**PASSAGE PROVIDED:**
# Fly Fishing From My Native Versa Board



## Kaleb5000 (Nov 10, 2008)

I just recently purchased a Go Pro Hero HD and this Saturday was my first chance to use it. I love this thing it is simple to use, it takes great footage and it mounts anywhere. Here is a link if you want to check them out.

GoPro Products - Record & Share Your Most Memorable Moments

I went fishing with Mulletman and Myrtlegroveangler. MyrtleGroveangler was the only one to catch a fish that day. He landed a nice healthy 23" Red Drum. Unfortunately my camera batterie had died at this point.

After filming one day i realize that to turn my camera on and off is going to be a pain due to where it is mounted. So I am going to purchase 2 more batteries so I can film an entire trip. Lets face it you never know when a fish is going to hit or something is going to happen so you want the camera rolling at all times. Two more batteries will allow me to film for 7 1/2 hrs.

Also I would like to purchase 2 more Go Pro so I can get multiple angles keep one in the back facing forward, have one in the front facing backwards and one on my head so I can point the camera at what ever I need to.

**DATA EXCERPTS:**
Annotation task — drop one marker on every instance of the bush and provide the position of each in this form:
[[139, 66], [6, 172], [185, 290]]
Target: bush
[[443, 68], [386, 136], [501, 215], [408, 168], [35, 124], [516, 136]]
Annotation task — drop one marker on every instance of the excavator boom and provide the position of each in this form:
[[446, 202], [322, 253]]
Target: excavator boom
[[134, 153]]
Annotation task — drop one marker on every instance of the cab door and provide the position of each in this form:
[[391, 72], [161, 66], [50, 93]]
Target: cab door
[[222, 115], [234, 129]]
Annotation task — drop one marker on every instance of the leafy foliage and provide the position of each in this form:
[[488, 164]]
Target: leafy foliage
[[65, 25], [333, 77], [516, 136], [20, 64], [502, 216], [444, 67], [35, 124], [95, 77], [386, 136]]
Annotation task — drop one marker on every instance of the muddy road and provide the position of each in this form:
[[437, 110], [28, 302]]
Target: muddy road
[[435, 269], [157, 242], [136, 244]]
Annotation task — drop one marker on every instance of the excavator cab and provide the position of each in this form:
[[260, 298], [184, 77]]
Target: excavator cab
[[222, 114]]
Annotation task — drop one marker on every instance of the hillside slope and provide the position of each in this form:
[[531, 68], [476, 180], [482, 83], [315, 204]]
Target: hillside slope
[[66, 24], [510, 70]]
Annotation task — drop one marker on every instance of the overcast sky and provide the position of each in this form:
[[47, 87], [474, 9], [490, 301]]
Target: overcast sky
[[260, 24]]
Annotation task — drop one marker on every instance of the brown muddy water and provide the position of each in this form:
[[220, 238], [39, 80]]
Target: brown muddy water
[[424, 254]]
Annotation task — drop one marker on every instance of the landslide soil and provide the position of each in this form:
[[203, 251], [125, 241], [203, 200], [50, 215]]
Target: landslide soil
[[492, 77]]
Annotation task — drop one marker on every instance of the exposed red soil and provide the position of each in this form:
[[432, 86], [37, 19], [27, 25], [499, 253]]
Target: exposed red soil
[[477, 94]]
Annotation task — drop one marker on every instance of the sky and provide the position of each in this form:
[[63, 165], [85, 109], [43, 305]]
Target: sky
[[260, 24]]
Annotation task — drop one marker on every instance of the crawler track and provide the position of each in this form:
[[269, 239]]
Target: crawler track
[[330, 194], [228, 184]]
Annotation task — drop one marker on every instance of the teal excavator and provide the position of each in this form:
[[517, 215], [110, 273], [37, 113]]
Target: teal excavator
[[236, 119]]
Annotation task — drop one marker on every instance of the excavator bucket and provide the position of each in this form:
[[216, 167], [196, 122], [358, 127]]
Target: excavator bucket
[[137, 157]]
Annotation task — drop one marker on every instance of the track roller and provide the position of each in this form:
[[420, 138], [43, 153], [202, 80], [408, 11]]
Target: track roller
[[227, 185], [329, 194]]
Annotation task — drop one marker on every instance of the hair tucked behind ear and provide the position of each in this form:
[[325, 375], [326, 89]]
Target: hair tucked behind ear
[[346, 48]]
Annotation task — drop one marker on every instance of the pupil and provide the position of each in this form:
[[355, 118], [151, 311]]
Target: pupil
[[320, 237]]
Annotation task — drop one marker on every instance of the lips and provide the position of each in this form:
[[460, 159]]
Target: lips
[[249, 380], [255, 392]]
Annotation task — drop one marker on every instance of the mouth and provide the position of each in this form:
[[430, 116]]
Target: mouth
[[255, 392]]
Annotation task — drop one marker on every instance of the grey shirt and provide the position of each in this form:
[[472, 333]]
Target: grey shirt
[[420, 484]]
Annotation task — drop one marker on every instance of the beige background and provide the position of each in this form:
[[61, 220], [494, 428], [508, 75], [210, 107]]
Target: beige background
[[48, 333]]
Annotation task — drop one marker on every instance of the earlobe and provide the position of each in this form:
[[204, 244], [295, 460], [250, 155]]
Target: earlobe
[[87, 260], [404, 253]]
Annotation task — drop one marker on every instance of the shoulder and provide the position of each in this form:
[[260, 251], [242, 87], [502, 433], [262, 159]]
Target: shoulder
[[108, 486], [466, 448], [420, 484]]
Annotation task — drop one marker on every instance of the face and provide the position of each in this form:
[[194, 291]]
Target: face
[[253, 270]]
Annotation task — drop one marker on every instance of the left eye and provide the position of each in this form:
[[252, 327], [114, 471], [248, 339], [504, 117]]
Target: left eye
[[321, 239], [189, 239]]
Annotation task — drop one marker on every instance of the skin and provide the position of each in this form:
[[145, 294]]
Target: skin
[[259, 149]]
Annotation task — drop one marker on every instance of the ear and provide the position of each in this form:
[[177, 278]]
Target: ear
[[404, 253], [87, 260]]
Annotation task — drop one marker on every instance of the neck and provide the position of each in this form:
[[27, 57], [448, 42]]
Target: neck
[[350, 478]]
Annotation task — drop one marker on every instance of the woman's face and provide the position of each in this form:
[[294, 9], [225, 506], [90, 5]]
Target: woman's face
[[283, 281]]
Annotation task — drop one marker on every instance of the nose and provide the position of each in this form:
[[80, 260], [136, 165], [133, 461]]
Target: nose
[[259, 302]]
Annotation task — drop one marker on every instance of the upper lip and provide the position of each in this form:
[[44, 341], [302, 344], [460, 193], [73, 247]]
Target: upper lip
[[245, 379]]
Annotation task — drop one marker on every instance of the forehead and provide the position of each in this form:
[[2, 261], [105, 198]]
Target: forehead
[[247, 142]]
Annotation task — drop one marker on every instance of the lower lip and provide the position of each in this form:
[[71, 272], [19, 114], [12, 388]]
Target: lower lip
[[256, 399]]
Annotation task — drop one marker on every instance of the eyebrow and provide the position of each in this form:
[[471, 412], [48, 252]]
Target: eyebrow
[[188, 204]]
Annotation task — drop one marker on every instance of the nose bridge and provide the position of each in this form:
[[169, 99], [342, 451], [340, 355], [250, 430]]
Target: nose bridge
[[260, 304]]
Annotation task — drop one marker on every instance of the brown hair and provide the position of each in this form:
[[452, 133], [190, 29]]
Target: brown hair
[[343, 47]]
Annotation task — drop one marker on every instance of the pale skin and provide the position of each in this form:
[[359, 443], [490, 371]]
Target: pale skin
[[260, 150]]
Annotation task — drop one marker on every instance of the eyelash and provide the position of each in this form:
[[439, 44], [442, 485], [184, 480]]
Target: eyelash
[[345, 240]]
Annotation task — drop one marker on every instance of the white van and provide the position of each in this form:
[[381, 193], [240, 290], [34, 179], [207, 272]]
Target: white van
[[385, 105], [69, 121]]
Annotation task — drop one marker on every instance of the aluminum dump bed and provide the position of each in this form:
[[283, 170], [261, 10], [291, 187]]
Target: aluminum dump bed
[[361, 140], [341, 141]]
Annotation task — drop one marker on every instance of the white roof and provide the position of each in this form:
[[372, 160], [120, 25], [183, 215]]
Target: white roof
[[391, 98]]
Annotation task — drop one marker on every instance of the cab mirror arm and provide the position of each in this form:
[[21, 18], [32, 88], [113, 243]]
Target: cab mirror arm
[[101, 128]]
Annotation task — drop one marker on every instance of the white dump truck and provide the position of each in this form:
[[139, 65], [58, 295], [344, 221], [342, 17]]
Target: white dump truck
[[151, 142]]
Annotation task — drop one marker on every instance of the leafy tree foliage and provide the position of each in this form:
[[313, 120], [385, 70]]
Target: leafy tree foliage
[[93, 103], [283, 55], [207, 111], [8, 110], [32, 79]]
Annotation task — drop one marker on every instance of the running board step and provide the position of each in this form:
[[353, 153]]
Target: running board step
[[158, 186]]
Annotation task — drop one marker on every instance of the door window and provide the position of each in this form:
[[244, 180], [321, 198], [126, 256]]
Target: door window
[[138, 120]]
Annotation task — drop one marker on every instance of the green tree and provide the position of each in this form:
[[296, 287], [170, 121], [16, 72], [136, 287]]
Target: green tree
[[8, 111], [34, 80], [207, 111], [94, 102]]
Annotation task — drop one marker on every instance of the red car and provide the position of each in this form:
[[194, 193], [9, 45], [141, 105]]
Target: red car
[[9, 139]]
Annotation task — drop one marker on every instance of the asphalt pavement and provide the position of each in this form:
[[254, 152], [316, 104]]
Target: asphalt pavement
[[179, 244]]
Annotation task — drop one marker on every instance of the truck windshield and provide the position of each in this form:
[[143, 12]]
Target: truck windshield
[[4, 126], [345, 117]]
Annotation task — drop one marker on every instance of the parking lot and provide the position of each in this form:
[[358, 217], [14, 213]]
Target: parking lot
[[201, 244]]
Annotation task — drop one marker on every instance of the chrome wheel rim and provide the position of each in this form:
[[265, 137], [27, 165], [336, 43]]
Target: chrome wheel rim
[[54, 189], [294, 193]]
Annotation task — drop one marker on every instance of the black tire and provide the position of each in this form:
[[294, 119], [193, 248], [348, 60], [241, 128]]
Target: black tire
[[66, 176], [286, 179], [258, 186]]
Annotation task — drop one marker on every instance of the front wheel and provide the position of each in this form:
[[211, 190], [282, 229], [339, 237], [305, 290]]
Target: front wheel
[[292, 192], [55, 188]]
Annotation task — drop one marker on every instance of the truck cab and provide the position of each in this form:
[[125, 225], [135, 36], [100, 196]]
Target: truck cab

**CHALLENGE 1:** In the fishing post, how long does the poster say two more batteries will allow filming?
**CHALLENGE 2:** Resume the fishing post after its last sentence and carry it forward.
The rows come from a separate source and have nothing to do with the fishing post.

**OUTPUT 1:** 7 1/2 hours.

**OUTPUT 2:**
Here is my first video. watch it in full screen if you can on 2 different occasions I spook Redfish. This is my first time editing and putting together a video. I am looking forward to the fishing heating up and hopefully getting some good footage.


----------



## clalmond (Apr 24, 2009)

Enjoyed the video, that brightens up a rainey week.


----------



## cducer (May 7, 2010)

Looks like a good time.... cant wait till spring finally decides to stay for a while up here !!!


----------



## robchoi (Aug 27, 2008)

Great image quality on your video


----------



## OBX_Rat (Jul 12, 2007)

The Versa Board is a really sweet setup, I was on one last summer in FL just might have to buy one


----------



## Kaleb5000 (Nov 10, 2008)

Thanks guys. I just noticed the video isn't up anymore. Wonder where it went. How do you edit a post I can't find that either


----------



## cducer (May 7, 2010)

Video is still up !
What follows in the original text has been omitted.